--- KUTIPAN PILIHAN ---

Moh. Hatta, Sri Sultan Hamengkubuwono IX, Sultan Hamid II, dan Mr. Ide Anak
Agung Gede Agung. Pada 20 Desember 1949, Presiden Sukarno melantik Kabinet RIS
pertama dimana duduk sebagai Menteri Pertahanan ialah Sri Sultan Hamengkubuwono
IX. (Mohammad Hatta, Menuju Gerbang
Kemerdekaan, 2011)
Dipilihnya Sri Sultan Hamengkubuwono IX (HB IX) sebagai Menteri Pertahan (Menhan)
dianggap oleh sebagian pihak kurang pas. HB IX dianggap tidak berlatar belakang
militer, dalam beberapa sumber sebenarnya justru Sultan Hamid II yang diajukan
sebagai Menhan namun dicoret oleh Sukarno. Apabila berkaca pada kompetensi,
jelas Sultan Hamid II lebih kompeten. Hamid adalah alumni KMA Breda, pangkatnya
juga tidak main-main hingga mencapai Mayor Jenderal KNIL. Sedangkan HB IX
diketahui pernah berkuliah di jurusan Indologi di Leiden.
Akan tetapi bagaimana apabila dilihat dari kacamata politis? HB
IX memang bukan berlatar belakang militer, namun ia berpangkat Letnan Jenderal
(titular) dalam TNI. Tidak pernah sekolah komando, namun mengomandoi gerilya
dibalik tembok keraton. Sultan yang terkenal bersahaja itu juga sebenarnya
telah menjabat sebagai Menteri Pertahanan sejak Kabinet Hatta II pada 4 Agustus
1949. Sukarno tentu pula memiliki pertimbangan mengapa lebih memilih HB IX
menjadi Menhan. Dalam hemat penulis, ratusan ribu prajurit dan pejuang RI jelas
tidak akan sreg dipimpin oleh orang yang bukan berlatar belakang TNI yang dulu
memerangi mereka. Sukarno juga tidak mungkin mau menanggung resiko kekecewaan
dari perwira TNI. Untuk itulah Sukarno menggunakan hak prerogatifnya sebagai
presiden. Seperti diketahui, RIS bukanlah negara yang menganut federalisme
secara penuh. RIS menganut Quasi
Parlementer dimana menteri-menteri yang ada tetap ditentukan oleh Presiden
untuk mengepalai suatu Departemen (Ps.74 (3) Konstitusi RIS). Lagi pula,
pemilihan HB IX yang merupakan unsur TNI sebagai Menhan sudah sesuai karena
merupakan perwujudan dari kesepakatan Konferensi Inter Indonesia
Panglima Umum
Posisi Sultan Hamengkubuwono IX dalam ketatanegaraan APRIS
sering kali dilihat bahwa ia hanya menjabat sebagai Menteri Pertahanan.

--- DATA YANG DIBERIKAN ---

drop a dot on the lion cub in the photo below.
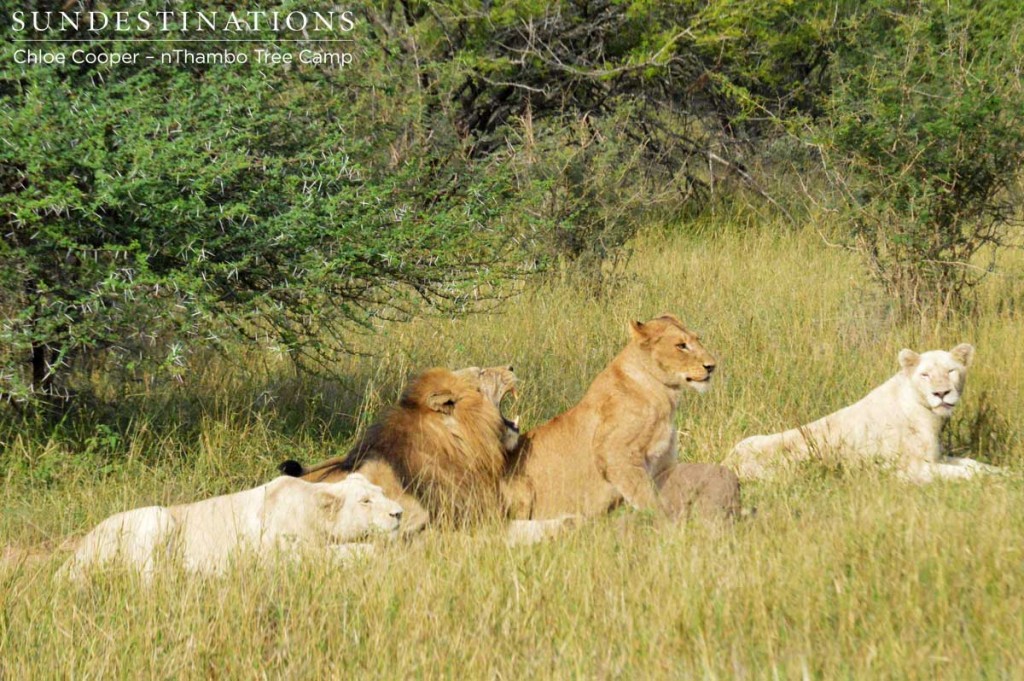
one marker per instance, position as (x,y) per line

---

TUGAS ANDA: Tentukan apakah setiap pernyataan berikut sesuai dengan kutipan tentang Sri Sultan Hamengkubuwono IX sebagai Menteri Pertahanan: (a) Kabinet RIS pertama dilantik pada 20 Desember 1949; (b) Sultan Hamid II pernah berkuliah di jurusan Indologi di Leiden; (c) Sri Sultan Hamengkubuwono IX sudah menjabat Menteri Pertahanan sejak Kabinet Hatta II. Jawab ya atau tidak untuk masing-masing, disertai kutipan persis dari kutipan tersebut yang menjadi penentunya. Baris-baris data di atas tidak diperlukan.

JAWABAN BENAR:
(a) Ya: "Pada 20 Desember 1949, Presiden Sukarno melantik Kabinet RIS pertama"
(b) Tidak: "Sedangkan HB IX diketahui pernah berkuliah di jurusan Indologi di Leiden."
(c) Ya: "telah menjabat sebagai Menteri Pertahanan sejak Kabinet Hatta II pada 4 Agustus 1949"